• O que se pede:
Quais lugares aparecem citados pelo nome próprio no trecho sobre a certificação AQUA?

• Trecho do documento:
....

Brasil centraliza debates sobre certificação AQUA

30 de março de 2011

Brasil centraliza debates sobre certificação AQUA

Brasil centraliza debates sobre certificação AQUA 150 150 Cimento Itambé

Processo inspirado em modelo francês, e que avalia construções sustentáveis, concorre com o sistema norte-americano LEED

Por: Altair Santos

A cidade de São Paulo sediou em março de 2011 a 2.ª Conferência Internacional sobre o Processo AQUA (Alta Qualidade Ambiental). Os debates em torno da certificação da construção sustentável, criada na França, atraíram especialistas de todo o mundo. Do Brasil, esteve presente o professor Manuel Carlos Reis Martins, coordenador executivo do Processo AQUA da Fundação Vanzolini.

Manuel Martins, coordenador do processo AQUA no Brasil: certificação se baseia em 14 critérios de sustentabilidade.

....

• Informações fornecidas:

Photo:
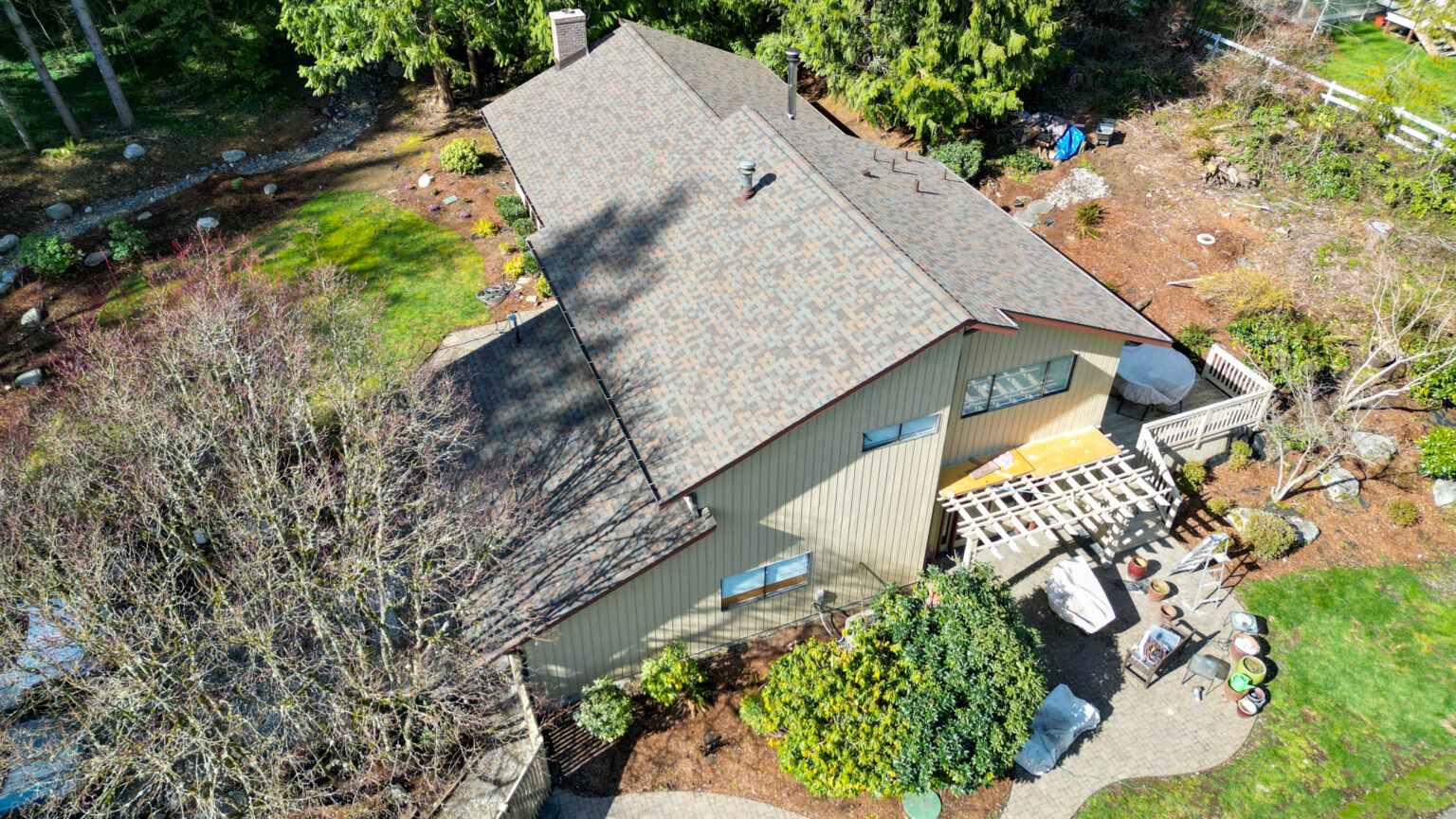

....

• Resolução do exercício:
São Paulo, França e Brasil.